» About this exercise
Each entry below should be returned exactly as is, with the pictures removed.
►
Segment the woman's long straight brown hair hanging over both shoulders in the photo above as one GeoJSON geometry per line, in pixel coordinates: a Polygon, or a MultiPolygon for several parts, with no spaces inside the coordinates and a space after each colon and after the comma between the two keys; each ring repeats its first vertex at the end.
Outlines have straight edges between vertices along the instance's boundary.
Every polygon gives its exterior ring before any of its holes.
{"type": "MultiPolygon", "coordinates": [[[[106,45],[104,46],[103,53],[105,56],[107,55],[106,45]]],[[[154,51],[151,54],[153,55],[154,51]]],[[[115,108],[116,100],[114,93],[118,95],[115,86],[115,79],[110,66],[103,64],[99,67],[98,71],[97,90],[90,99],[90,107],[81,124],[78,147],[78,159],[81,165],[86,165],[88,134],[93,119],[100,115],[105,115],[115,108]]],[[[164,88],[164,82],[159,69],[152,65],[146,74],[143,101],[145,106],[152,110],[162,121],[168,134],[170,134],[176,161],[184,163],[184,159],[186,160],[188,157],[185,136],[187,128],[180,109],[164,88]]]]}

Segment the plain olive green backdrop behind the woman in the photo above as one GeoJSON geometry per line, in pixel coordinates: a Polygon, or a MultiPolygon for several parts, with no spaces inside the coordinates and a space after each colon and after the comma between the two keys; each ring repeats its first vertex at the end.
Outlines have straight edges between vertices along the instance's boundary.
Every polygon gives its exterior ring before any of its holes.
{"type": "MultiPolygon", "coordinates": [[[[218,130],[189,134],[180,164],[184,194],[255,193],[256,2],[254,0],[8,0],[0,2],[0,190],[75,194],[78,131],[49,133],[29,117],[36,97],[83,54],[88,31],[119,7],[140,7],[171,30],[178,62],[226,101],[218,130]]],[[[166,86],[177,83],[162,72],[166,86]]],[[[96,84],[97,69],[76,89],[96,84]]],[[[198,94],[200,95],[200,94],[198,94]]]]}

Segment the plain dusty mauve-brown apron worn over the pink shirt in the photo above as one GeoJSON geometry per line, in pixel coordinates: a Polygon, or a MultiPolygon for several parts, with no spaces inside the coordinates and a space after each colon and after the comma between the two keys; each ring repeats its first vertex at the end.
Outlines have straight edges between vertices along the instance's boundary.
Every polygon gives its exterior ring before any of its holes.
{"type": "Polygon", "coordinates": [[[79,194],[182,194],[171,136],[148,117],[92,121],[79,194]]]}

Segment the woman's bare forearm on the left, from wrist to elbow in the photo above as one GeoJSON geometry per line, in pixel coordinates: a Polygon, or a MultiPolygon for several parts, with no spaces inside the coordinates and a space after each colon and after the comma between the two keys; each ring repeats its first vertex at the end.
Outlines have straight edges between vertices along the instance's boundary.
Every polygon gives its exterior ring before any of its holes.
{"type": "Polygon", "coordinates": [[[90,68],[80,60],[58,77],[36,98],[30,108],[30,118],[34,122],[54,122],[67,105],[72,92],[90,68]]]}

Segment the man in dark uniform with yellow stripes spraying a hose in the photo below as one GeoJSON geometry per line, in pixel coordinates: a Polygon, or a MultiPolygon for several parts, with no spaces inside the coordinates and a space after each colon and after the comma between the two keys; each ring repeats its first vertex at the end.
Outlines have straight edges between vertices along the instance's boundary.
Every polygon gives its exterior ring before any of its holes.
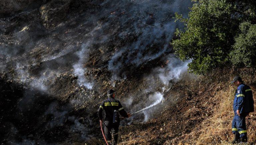
{"type": "Polygon", "coordinates": [[[109,89],[107,91],[108,99],[102,101],[99,109],[98,116],[100,118],[100,122],[102,122],[102,111],[105,110],[105,119],[104,119],[104,132],[107,142],[112,145],[117,145],[118,138],[118,128],[120,119],[118,116],[118,112],[123,117],[130,117],[130,113],[126,113],[121,103],[115,99],[115,90],[109,89]],[[115,116],[115,118],[113,118],[115,116]],[[113,135],[113,141],[111,139],[111,135],[113,135]]]}

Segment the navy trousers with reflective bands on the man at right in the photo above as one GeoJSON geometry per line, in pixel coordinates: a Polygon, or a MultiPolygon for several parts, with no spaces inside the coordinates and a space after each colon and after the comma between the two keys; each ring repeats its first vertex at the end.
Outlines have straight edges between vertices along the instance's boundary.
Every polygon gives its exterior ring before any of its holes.
{"type": "Polygon", "coordinates": [[[235,116],[232,120],[232,133],[235,135],[239,135],[240,137],[246,137],[247,136],[247,130],[246,130],[246,123],[245,123],[245,117],[248,115],[248,113],[242,113],[240,116],[238,116],[235,113],[235,116]]]}

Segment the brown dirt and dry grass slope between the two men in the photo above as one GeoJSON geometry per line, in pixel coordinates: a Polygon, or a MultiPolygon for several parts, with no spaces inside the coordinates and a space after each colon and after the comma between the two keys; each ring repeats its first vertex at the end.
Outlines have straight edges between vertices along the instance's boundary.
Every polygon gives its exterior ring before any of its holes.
◄
» Exercise response
Segment the woman's long straight brown hair hanging over both shoulders in the photo above as one GeoJSON geometry per line, in pixel coordinates: a Polygon, or a MultiPolygon for several parts, with no spaces inside the coordinates and a space after each colon and after the comma between the two keys; each ring repeats its first vertex at the end.
Outlines have straight edges between vertices along the instance's boundary.
Every polygon gives its exterior ring before any of its holes.
{"type": "MultiPolygon", "coordinates": [[[[106,45],[104,46],[103,53],[105,56],[107,55],[106,45]]],[[[154,51],[151,54],[153,55],[154,51]]],[[[115,108],[116,100],[114,93],[118,95],[115,86],[115,79],[110,66],[103,64],[99,67],[98,71],[97,90],[90,99],[90,107],[81,124],[78,147],[78,159],[81,165],[86,165],[88,134],[93,119],[100,115],[105,115],[115,108]]],[[[164,88],[164,82],[159,69],[152,65],[146,74],[143,101],[145,106],[152,110],[162,121],[168,134],[170,134],[176,161],[184,163],[184,159],[186,160],[188,157],[185,136],[187,128],[180,109],[164,88]]]]}

Segment the plain olive green backdrop behind the woman in the photo above as one GeoJSON geometry per line, in pixel coordinates: a Polygon, or a MultiPolygon for several parts, with no spaces inside the coordinates and a space after each colon and after the comma between the two keys; each ring repeats its first vertex at the end.
Outlines have straight edges between vertices along the instance's boundary.
Every polygon gives its exterior ring before any of its holes.
{"type": "MultiPolygon", "coordinates": [[[[218,130],[189,134],[180,164],[184,194],[255,193],[256,2],[254,0],[8,0],[0,2],[0,190],[75,194],[78,131],[49,133],[29,117],[36,97],[83,54],[88,31],[119,7],[140,7],[171,30],[178,62],[226,101],[218,130]]],[[[166,86],[177,83],[162,72],[166,86]]],[[[96,84],[97,69],[76,89],[96,84]]],[[[198,94],[200,95],[200,94],[198,94]]]]}

Segment the plain dusty mauve-brown apron worn over the pink shirt in the photo above as one GeoJSON geometry per line, in pixel coordinates: a Polygon, or a MultiPolygon for several parts, with no spaces inside the coordinates and a space after each colon and after the comma between the two keys; each ring repeats its first vertex at the end.
Outlines have straight edges between vertices along the instance's boundary.
Every polygon gives its exterior ring before any of its holes.
{"type": "Polygon", "coordinates": [[[79,194],[182,194],[171,136],[148,117],[92,121],[79,194]]]}

Segment the woman's bare forearm on the left, from wrist to elbow in the photo above as one GeoJSON geometry per line, in pixel coordinates: a Polygon, or a MultiPolygon for several parts, with no spaces inside the coordinates and a space after each colon and after the comma between the two keys; each ring repeats its first vertex at the end.
Outlines have straight edges between vertices along the instance's boundary.
Every polygon gives its exterior ring before any of its holes.
{"type": "Polygon", "coordinates": [[[90,68],[80,60],[58,77],[36,98],[30,108],[30,118],[34,122],[54,122],[67,105],[72,92],[90,68]]]}

Segment the man in dark uniform with yellow stripes spraying a hose in the photo below as one GeoJSON geometry per line, in pixel coordinates: a Polygon, or a MultiPolygon for several parts, with no spaces inside the coordinates and a space after each colon and after the comma between the two keys; each ring repeats its first vertex at the end.
Outlines have straight edges between vertices along the instance's boundary.
Every polygon gives its exterior ring before any of its holes.
{"type": "Polygon", "coordinates": [[[109,89],[107,91],[108,99],[102,101],[99,109],[98,116],[100,118],[100,122],[102,122],[102,111],[105,110],[105,119],[104,119],[104,132],[107,142],[112,145],[117,145],[118,138],[118,128],[120,119],[118,116],[118,112],[123,117],[130,117],[130,113],[126,113],[121,103],[115,99],[115,90],[109,89]],[[115,116],[115,118],[113,118],[115,116]],[[113,135],[113,141],[111,139],[111,135],[113,135]]]}

Segment the navy trousers with reflective bands on the man at right in the photo above as one GeoJSON geometry per line, in pixel coordinates: a Polygon, or a MultiPolygon for several parts, with no spaces inside the coordinates and a space after each colon and after the comma between the two keys; each ring repeats its first vertex at the end.
Outlines have straight edges between vertices along the instance's boundary.
Every polygon gives its exterior ring before any of its holes.
{"type": "Polygon", "coordinates": [[[235,116],[232,120],[232,133],[235,135],[239,135],[240,137],[246,137],[247,136],[247,130],[246,130],[246,123],[245,123],[245,117],[248,115],[248,113],[242,113],[240,116],[238,116],[235,113],[235,116]]]}

Segment the brown dirt and dry grass slope between the two men in the photo above as one GeoJSON geometry per line, in pixel coordinates: a Polygon, or a MultiPolygon for several parts, with no spaces inside the coordinates and a space after each colon and after the comma between the two keys; each ring repeats its first vertex at the end.
Outlines have straight edges between vertices along the instance's boundary.
Every polygon gives its exterior ring before any of its holes.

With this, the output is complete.